• **WHAT IS NEEDED**: Once you find the line with "of the jacket" in the entries below, return exactly every line from it through the line with "Target: jacket sleeve".
ENTRIES PROVIDED section start
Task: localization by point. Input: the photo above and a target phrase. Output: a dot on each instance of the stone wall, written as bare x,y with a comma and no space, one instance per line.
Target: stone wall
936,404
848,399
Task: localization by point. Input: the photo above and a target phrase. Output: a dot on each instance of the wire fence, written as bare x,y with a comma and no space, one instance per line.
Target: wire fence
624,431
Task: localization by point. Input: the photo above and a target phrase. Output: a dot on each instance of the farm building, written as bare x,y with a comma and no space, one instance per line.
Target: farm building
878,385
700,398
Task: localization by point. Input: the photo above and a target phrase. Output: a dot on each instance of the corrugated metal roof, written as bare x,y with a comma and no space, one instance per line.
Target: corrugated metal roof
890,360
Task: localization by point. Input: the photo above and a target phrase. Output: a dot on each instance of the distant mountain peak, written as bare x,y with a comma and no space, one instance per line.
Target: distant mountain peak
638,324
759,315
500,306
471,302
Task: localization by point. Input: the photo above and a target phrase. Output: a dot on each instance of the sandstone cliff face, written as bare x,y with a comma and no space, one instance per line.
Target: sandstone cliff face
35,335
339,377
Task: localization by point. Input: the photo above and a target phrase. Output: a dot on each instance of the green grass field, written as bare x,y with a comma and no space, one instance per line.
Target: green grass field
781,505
ENTRIES PROVIDED section end
ENTRIES PROVIDED section start
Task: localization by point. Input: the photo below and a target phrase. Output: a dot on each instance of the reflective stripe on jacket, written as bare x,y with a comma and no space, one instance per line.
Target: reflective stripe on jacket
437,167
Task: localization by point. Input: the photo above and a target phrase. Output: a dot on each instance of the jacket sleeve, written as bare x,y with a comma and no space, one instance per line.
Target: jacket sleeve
ENTRIES PROVIDED section end
• **PROBLEM SOLUTION**:
Task: localization by point. Input: the photo above and a target phrase. Output: a dot on each instance of the jacket sleeve, written as bare x,y with a comma and no space, one instance per line.
Target: jacket sleeve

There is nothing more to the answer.